Repeat the whole listing exactly.
═════ Listed entries ═════
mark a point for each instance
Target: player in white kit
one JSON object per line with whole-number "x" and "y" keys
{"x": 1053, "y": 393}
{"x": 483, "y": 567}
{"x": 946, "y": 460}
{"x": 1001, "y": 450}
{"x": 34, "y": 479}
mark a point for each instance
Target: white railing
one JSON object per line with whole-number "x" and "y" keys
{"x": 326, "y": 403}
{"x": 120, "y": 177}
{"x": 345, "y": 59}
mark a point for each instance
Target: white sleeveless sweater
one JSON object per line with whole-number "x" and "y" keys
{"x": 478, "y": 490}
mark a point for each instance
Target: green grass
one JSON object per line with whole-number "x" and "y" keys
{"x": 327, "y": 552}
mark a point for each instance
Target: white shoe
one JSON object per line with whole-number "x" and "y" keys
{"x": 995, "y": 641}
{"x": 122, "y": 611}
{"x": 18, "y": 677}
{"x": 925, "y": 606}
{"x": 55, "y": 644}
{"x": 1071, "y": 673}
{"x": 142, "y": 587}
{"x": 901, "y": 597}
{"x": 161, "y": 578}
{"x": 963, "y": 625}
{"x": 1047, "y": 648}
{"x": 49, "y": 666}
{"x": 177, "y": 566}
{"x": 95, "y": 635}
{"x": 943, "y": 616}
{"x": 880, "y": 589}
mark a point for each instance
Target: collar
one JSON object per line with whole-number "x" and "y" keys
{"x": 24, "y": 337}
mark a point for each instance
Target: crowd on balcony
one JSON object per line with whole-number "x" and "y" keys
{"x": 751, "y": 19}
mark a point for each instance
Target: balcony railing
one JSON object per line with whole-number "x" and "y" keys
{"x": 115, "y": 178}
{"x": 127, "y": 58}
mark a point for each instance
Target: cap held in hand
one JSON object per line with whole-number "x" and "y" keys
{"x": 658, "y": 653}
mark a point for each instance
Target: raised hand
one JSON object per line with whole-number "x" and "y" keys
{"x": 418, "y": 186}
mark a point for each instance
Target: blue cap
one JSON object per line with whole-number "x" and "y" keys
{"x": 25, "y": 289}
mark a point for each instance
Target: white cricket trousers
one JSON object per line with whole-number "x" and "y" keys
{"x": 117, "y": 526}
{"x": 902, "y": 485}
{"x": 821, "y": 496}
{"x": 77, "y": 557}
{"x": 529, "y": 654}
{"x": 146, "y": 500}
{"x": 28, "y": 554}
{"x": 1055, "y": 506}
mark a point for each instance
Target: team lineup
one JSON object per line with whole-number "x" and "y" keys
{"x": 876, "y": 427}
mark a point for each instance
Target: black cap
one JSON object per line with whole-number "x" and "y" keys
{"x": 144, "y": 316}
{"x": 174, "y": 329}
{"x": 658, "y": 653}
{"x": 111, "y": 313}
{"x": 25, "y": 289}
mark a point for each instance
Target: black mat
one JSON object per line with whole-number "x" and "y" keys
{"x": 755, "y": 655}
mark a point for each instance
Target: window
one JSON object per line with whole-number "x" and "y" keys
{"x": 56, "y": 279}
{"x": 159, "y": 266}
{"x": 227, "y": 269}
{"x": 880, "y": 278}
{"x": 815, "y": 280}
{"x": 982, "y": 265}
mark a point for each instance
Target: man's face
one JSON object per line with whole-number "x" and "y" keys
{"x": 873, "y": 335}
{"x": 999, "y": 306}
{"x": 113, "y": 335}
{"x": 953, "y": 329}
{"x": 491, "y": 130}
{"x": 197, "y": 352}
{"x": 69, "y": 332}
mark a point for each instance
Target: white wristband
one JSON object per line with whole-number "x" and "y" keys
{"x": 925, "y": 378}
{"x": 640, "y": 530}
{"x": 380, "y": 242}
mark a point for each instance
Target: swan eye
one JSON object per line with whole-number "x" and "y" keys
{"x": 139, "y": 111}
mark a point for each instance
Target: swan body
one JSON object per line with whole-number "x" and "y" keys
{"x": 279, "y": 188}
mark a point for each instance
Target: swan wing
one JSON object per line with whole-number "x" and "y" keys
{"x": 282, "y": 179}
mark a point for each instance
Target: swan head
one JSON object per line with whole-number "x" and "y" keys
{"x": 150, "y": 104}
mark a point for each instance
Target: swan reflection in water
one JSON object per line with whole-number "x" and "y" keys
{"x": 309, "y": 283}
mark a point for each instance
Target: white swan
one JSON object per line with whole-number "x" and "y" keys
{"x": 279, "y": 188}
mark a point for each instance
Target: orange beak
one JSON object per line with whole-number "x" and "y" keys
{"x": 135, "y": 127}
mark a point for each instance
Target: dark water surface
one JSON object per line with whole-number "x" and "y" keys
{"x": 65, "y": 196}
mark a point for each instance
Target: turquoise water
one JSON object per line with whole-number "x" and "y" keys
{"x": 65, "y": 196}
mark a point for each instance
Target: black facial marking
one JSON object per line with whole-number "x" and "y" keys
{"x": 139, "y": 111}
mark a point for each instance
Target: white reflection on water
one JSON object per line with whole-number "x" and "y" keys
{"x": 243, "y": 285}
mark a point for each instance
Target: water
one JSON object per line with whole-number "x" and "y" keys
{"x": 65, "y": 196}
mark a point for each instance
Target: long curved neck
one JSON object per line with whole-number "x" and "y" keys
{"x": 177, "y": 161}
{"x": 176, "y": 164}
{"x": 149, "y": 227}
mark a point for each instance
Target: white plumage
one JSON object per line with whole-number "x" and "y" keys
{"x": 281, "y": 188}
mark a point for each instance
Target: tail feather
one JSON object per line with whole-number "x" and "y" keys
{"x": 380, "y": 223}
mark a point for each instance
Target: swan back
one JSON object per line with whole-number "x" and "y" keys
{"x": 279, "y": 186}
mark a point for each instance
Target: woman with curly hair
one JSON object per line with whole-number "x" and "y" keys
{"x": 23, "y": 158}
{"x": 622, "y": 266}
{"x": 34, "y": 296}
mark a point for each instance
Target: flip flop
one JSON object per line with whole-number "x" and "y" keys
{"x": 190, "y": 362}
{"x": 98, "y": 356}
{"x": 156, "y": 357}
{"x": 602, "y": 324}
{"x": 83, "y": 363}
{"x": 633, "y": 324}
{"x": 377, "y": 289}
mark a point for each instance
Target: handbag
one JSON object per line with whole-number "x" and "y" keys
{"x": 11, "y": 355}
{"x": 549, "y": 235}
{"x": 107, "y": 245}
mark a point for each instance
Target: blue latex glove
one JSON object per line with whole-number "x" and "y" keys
═════
**Answer to the exercise**.
mark a point for each instance
Target: player in white kit
one JSON object per line with whole-number "x" and "y" keys
{"x": 1053, "y": 393}
{"x": 483, "y": 567}
{"x": 946, "y": 460}
{"x": 1001, "y": 450}
{"x": 34, "y": 479}
mark a point for each instance
Target: white railing
one JSON object per line with whole-number "x" and "y" keys
{"x": 326, "y": 403}
{"x": 120, "y": 177}
{"x": 345, "y": 59}
mark a point for each instance
Target: white sleeveless sweater
one JSON object per line with whole-number "x" and "y" keys
{"x": 478, "y": 490}
mark a point for each instance
Target: green grass
one JSON object per line with whole-number "x" and "y" keys
{"x": 327, "y": 552}
mark a point for each instance
Target: white shoe
one JSON object per line with whole-number "x" and "y" keys
{"x": 995, "y": 641}
{"x": 122, "y": 611}
{"x": 18, "y": 677}
{"x": 925, "y": 606}
{"x": 55, "y": 644}
{"x": 1071, "y": 673}
{"x": 142, "y": 587}
{"x": 901, "y": 597}
{"x": 161, "y": 578}
{"x": 963, "y": 625}
{"x": 1047, "y": 648}
{"x": 49, "y": 666}
{"x": 177, "y": 566}
{"x": 95, "y": 635}
{"x": 943, "y": 616}
{"x": 880, "y": 589}
mark a point for each instance
Target: collar
one JSON object per line with whole-number "x" and "y" keys
{"x": 24, "y": 337}
mark a point for each instance
Target: crowd on balcony
one JSON object per line with whole-number "x" and "y" keys
{"x": 751, "y": 19}
mark a point for each instance
Target: balcony railing
one JSON object per line with whole-number "x" and "y" keys
{"x": 115, "y": 178}
{"x": 127, "y": 58}
mark a point for each instance
Target: cap held in hand
one JSON object per line with whole-number "x" and "y" keys
{"x": 658, "y": 653}
mark a point for each instance
Target: raised hand
one JSON object per line with whole-number "x" and "y" keys
{"x": 418, "y": 186}
mark a point for each instance
Target: blue cap
one JSON object per line with whole-number "x" and "y" keys
{"x": 25, "y": 289}
mark a point for each instance
Target: white cricket trousers
one JSON object per line with whole-number "x" and "y" keys
{"x": 117, "y": 526}
{"x": 902, "y": 485}
{"x": 821, "y": 496}
{"x": 77, "y": 557}
{"x": 529, "y": 654}
{"x": 146, "y": 500}
{"x": 28, "y": 554}
{"x": 1055, "y": 506}
mark a point for each instance
Target: team lineup
one JSON object per line with whole-number "x" and "y" keys
{"x": 876, "y": 427}
mark a point for each instance
Target: black cap
one JSON object per line with whole-number "x" and "y" keys
{"x": 144, "y": 316}
{"x": 174, "y": 329}
{"x": 658, "y": 653}
{"x": 111, "y": 313}
{"x": 25, "y": 289}
mark a point for each instance
Target: black mat
one JSON object per line with whole-number "x" and "y" keys
{"x": 755, "y": 655}
mark a point for each instance
Target: window
one JSON object per line with whole-number "x" and "y" keys
{"x": 56, "y": 279}
{"x": 159, "y": 266}
{"x": 227, "y": 269}
{"x": 880, "y": 278}
{"x": 815, "y": 280}
{"x": 982, "y": 265}
mark a point for each instance
Target: man's face
one JSON object per line with whole-number "x" and "y" keys
{"x": 873, "y": 335}
{"x": 999, "y": 306}
{"x": 113, "y": 335}
{"x": 953, "y": 329}
{"x": 491, "y": 130}
{"x": 197, "y": 352}
{"x": 69, "y": 332}
mark a point for each instance
Target: white wristband
one JSON object per line with whole-number "x" and "y" keys
{"x": 925, "y": 378}
{"x": 640, "y": 530}
{"x": 380, "y": 242}
mark a point for each instance
Target: swan eye
one JSON object per line with whole-number "x" and "y" keys
{"x": 139, "y": 111}
mark a point for each instance
Target: swan body
one JSON object per line with whole-number "x" and "y" keys
{"x": 279, "y": 188}
mark a point for each instance
Target: swan wing
one JSON object per line with whole-number "x" and "y" keys
{"x": 282, "y": 179}
mark a point for each instance
Target: swan head
one JSON object per line with whole-number "x" and "y" keys
{"x": 150, "y": 104}
mark a point for each instance
Target: swan reflection in water
one JSON object per line with whole-number "x" and "y" keys
{"x": 309, "y": 283}
mark a point for each instance
Target: white swan
one JSON object per line with whole-number "x" and "y" keys
{"x": 279, "y": 188}
mark a point for each instance
Target: orange beak
one JSON object per line with whole-number "x" and "y" keys
{"x": 135, "y": 127}
mark a point for each instance
Target: dark water surface
one JSON object per line with whole-number "x" and "y" keys
{"x": 65, "y": 196}
mark a point for each instance
Target: turquoise water
one JSON object per line with whole-number "x" and "y" keys
{"x": 65, "y": 196}
mark a point for each instance
Target: black facial marking
one JSON object per line with whole-number "x" and "y" keys
{"x": 139, "y": 111}
mark a point for each instance
Target: white reflection on water
one JSON object per line with whole-number "x" and "y" keys
{"x": 243, "y": 285}
mark a point for each instance
Target: water
one JSON object per line with whole-number "x" and "y" keys
{"x": 65, "y": 196}
mark a point for each instance
Target: long curved neck
one JSON object per line with whole-number "x" and "y" keys
{"x": 177, "y": 161}
{"x": 176, "y": 164}
{"x": 149, "y": 227}
mark a point for each instance
Target: white plumage
one JSON object per line with whole-number "x" and "y" keys
{"x": 281, "y": 188}
mark a point for each instance
Target: tail feather
one JSON object per line with whole-number "x" and "y" keys
{"x": 380, "y": 223}
mark a point for each instance
Target: swan back
one JSON object per line with whole-number "x" and "y" keys
{"x": 279, "y": 186}
mark a point for each instance
Target: woman with curly hair
one JSON object per line with whole-number "x" and "y" keys
{"x": 23, "y": 158}
{"x": 622, "y": 266}
{"x": 34, "y": 296}
mark a point for each instance
Target: flip flop
one JSON object per line with whole-number "x" and "y" keys
{"x": 190, "y": 362}
{"x": 98, "y": 356}
{"x": 156, "y": 357}
{"x": 602, "y": 324}
{"x": 83, "y": 363}
{"x": 633, "y": 324}
{"x": 377, "y": 289}
mark a point for each instance
Target: handbag
one JSON object per line with whole-number "x" and "y" keys
{"x": 11, "y": 355}
{"x": 549, "y": 235}
{"x": 107, "y": 245}
mark a point for each instance
Target: blue latex glove
one JSON object per line with whole-number "x" and "y" keys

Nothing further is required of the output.